Cancer care challenges in developing countries

Authors


Abstract

BACKGROUND:

Health systems in Sub-Saharan Africa are not prepared for the rapid rise in cancer rates projected in the region over the next decades. More must be understood about the current state of cancer care in this region to target improvement efforts. Yaounde General Hospital (YGH) currently is the only site in Cameroon (population: 18.8 million) where adults can receive chemotherapy from trained medical oncologists. The experiences of patients at this facility represent a useful paradigm for describing cancer care in this region.

METHODS:

In July and August 2010, our multidisciplinary team conducted closed-end interviews with 79 consecutive patients who had confirmed breast cancer, Kaposi sarcoma, or lymphoma.

RESULTS:

Thirty-five percent of patients waited >6 months to speak to a health care provider after the first sign of their cancer. The delay between first consultation with a health care provider and receipt of a cancer diagnosis was >3 months for 47% of patients. The total delay from the first sign of cancer to receipt of the correct diagnosis was >6 months for 63% of patients. Twenty-three percent of patients traveled for >7 hours to reach YGH, and 40% of patients interviewed spent >$200 on a single round of chemotherapy.

CONCLUSIONS:

Cancer patients experienced numerous geographic and health care system challenges, resulting in significant delays in receiving diagnosis and treatment, even for cancers highly amenable to early intervention. This unacceptable and unethical situation is likely explained by limited knowledge about cancer among patients and health care professionals, government neglect, poverty, and reliance on traditional healers. Cancer 2012;3627–3635. © 2011 American Cancer Society.

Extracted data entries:

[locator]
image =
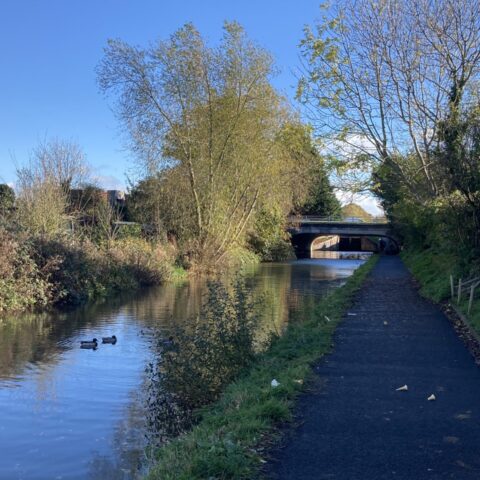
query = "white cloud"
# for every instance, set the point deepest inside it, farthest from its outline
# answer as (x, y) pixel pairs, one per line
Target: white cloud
(368, 202)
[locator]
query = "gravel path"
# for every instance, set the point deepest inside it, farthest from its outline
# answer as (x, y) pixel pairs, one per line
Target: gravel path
(354, 425)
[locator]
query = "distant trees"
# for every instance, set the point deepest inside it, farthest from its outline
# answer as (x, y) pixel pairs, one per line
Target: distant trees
(394, 87)
(206, 126)
(44, 183)
(381, 77)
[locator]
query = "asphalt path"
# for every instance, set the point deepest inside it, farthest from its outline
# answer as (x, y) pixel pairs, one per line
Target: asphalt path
(354, 425)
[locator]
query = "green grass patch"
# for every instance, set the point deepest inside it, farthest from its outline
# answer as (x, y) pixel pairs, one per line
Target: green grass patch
(226, 443)
(432, 269)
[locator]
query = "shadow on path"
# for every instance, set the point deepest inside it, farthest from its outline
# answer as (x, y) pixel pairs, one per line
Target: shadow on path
(356, 426)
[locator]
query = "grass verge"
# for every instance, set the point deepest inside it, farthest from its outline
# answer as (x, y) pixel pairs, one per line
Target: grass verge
(432, 269)
(225, 443)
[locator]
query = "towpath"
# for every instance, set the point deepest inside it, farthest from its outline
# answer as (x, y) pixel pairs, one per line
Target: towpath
(354, 425)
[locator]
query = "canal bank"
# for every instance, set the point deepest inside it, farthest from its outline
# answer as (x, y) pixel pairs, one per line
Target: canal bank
(230, 440)
(86, 408)
(358, 425)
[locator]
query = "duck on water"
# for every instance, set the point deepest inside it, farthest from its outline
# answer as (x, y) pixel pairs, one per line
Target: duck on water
(92, 344)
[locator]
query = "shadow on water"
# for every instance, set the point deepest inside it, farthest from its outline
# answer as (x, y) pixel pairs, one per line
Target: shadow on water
(91, 410)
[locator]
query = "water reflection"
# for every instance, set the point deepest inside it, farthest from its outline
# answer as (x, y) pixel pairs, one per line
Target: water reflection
(75, 414)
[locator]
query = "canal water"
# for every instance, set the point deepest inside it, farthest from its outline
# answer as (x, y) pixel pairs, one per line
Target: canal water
(69, 413)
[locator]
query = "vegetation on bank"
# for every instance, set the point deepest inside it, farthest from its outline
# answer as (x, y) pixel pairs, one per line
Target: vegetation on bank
(222, 161)
(432, 269)
(227, 441)
(399, 94)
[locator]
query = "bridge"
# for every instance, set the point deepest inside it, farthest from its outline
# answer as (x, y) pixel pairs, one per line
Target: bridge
(304, 230)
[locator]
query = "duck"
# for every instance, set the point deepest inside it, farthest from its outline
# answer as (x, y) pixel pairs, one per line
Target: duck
(112, 339)
(89, 343)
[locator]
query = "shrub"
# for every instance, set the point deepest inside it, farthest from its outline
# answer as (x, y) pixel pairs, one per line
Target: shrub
(21, 283)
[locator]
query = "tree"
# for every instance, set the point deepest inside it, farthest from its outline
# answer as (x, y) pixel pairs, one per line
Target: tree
(204, 123)
(380, 76)
(7, 200)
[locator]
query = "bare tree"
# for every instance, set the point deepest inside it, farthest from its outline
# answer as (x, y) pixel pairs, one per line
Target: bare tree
(44, 184)
(379, 76)
(204, 122)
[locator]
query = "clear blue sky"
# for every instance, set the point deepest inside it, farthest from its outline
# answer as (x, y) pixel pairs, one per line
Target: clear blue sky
(49, 50)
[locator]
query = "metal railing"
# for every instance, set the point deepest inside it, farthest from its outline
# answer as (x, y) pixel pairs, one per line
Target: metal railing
(334, 219)
(464, 286)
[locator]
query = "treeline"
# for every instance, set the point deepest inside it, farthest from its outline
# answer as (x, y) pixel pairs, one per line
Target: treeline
(396, 85)
(59, 247)
(221, 158)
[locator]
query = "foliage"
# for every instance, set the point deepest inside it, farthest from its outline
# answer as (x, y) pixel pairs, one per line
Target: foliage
(39, 271)
(268, 237)
(354, 210)
(21, 282)
(7, 200)
(380, 77)
(55, 167)
(210, 134)
(225, 444)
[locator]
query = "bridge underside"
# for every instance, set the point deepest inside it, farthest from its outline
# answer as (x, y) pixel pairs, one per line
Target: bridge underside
(305, 243)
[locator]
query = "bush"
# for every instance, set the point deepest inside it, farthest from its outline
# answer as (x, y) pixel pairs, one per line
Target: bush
(21, 282)
(40, 271)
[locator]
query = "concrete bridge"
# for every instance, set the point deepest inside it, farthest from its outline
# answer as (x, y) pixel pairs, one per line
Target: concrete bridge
(304, 230)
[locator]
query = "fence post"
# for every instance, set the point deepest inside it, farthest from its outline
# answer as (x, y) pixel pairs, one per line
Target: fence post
(472, 289)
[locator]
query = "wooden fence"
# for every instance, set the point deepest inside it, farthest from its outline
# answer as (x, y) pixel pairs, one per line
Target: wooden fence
(464, 286)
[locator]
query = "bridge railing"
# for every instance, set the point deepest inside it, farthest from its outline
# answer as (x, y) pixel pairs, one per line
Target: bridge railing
(297, 219)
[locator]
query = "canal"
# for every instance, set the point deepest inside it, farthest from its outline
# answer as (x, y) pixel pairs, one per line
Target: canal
(69, 413)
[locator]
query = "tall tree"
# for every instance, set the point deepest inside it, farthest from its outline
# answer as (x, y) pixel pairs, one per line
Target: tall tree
(380, 76)
(204, 121)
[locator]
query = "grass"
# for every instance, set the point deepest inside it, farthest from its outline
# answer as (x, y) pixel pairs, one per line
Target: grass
(227, 441)
(432, 269)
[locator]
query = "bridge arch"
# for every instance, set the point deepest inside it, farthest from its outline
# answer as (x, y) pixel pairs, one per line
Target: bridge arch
(305, 230)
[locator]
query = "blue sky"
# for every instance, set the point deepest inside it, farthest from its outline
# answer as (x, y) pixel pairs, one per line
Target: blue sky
(49, 50)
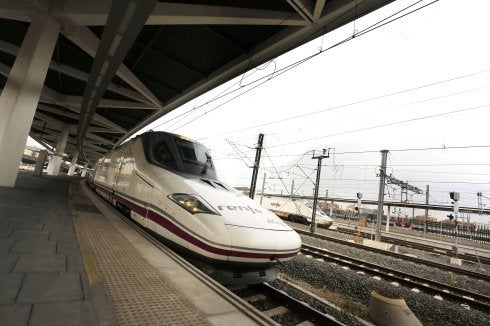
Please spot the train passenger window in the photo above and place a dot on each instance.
(162, 154)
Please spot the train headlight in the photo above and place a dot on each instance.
(193, 204)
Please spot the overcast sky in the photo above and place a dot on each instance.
(420, 82)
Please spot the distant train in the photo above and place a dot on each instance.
(296, 210)
(167, 183)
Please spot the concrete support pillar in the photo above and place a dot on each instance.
(84, 172)
(38, 170)
(73, 164)
(54, 164)
(19, 98)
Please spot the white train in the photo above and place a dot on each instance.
(167, 184)
(296, 210)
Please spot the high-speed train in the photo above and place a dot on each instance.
(167, 183)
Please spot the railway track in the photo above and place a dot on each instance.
(455, 294)
(430, 263)
(423, 247)
(284, 308)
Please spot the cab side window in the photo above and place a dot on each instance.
(162, 155)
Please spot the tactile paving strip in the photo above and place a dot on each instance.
(138, 293)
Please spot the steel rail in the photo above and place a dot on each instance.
(298, 307)
(417, 260)
(423, 247)
(476, 300)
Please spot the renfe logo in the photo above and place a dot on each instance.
(239, 208)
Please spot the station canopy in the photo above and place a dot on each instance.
(118, 67)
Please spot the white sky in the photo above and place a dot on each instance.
(438, 44)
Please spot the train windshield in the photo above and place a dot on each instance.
(192, 155)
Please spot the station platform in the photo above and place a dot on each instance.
(67, 259)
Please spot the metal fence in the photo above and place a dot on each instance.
(479, 233)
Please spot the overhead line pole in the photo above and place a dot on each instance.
(381, 194)
(255, 173)
(317, 184)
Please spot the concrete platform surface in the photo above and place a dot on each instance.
(67, 259)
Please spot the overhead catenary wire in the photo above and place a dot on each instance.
(279, 72)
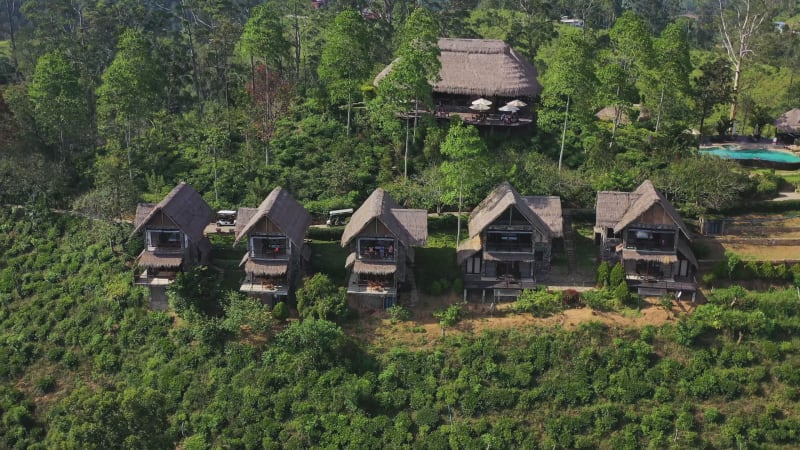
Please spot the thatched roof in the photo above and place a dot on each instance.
(154, 260)
(609, 113)
(789, 122)
(410, 226)
(548, 208)
(481, 68)
(468, 248)
(282, 210)
(497, 202)
(620, 209)
(184, 206)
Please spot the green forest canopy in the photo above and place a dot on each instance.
(109, 103)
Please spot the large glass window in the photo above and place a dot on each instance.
(521, 241)
(650, 240)
(269, 247)
(163, 240)
(376, 248)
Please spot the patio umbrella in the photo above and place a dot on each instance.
(479, 107)
(508, 108)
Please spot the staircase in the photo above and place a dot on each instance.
(569, 244)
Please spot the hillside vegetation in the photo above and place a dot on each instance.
(84, 364)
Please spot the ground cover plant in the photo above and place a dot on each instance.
(83, 363)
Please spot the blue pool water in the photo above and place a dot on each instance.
(752, 154)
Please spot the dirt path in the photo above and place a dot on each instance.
(423, 331)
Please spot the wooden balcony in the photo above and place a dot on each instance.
(478, 281)
(362, 287)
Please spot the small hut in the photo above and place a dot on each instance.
(276, 250)
(480, 68)
(788, 125)
(510, 241)
(643, 231)
(381, 237)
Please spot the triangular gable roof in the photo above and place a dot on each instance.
(184, 206)
(642, 199)
(481, 68)
(548, 208)
(789, 122)
(284, 211)
(496, 203)
(410, 226)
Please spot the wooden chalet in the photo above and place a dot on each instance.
(510, 241)
(643, 230)
(174, 239)
(276, 250)
(481, 68)
(381, 236)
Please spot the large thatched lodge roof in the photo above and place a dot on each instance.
(482, 68)
(282, 210)
(184, 206)
(789, 122)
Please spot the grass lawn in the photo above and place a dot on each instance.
(328, 257)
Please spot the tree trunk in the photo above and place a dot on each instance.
(737, 73)
(10, 12)
(405, 157)
(349, 107)
(563, 134)
(660, 105)
(458, 219)
(193, 56)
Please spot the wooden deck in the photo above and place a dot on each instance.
(261, 288)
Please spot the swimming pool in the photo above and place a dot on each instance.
(760, 157)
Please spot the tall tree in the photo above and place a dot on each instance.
(263, 39)
(59, 103)
(739, 24)
(567, 80)
(462, 147)
(415, 68)
(671, 74)
(130, 93)
(630, 57)
(711, 88)
(345, 60)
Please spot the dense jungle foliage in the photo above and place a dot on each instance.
(84, 364)
(110, 103)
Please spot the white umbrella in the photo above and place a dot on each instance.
(508, 108)
(479, 107)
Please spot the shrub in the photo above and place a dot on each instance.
(570, 298)
(617, 275)
(602, 274)
(45, 384)
(538, 302)
(398, 313)
(280, 312)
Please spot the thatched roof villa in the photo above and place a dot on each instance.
(481, 68)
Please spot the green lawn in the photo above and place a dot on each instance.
(328, 257)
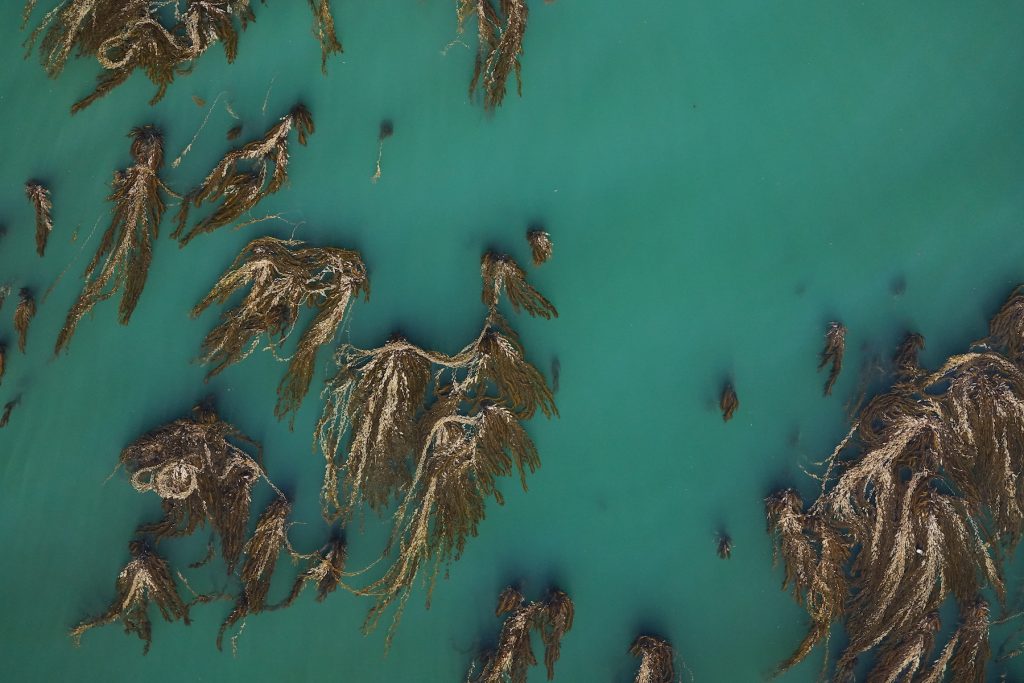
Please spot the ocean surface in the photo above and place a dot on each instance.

- [Problems to solve]
a - According to the abstract, how many consecutive patients did the team interview?
b - Decide whether each statement agrees with the abstract, answering yes or no and quoting the words of the abstract that settle it: (i) Yaounde General Hospital is the only site in Cameroon where adults can receive chemotherapy from trained medical oncologists. (ii) Half of the patients waited more than six months to speak to a health care provider after the first sign of their cancer. (iii) The team conducted open-ended interviews.
c - Write out the stretch of the abstract from "Health systems in" through "in this region.", with no changes to its wording.
The entries are separate material and have no connection to the abstract.

- [Results for the exercise]
a - The team interviewed 79 consecutive patients.

b -
(i) Yes: "Yaounde General Hospital (YGH) currently is the only site in Cameroon (population: 18.8 million) where adults can receive chemotherapy from trained medical oncologists."
(ii) No: "Thirty-five percent of patients waited >6 months to speak to a health care provider after the first sign of their cancer."
(iii) No: "our multidisciplinary team conducted closed-end interviews with 79 consecutive patients"

c -
Health systems in Sub-Saharan Africa are not prepared for the rapid rise in cancer rates projected in the region over the next decades. More must be understood about the current state of cancer care in this region to target improvement efforts. Yaounde General Hospital (YGH) currently is the only site in Cameroon (population: 18.8 million) where adults can receive chemotherapy from trained medical oncologists. The experiences of patients at this facility represent a useful paradigm for describing cancer care in this region.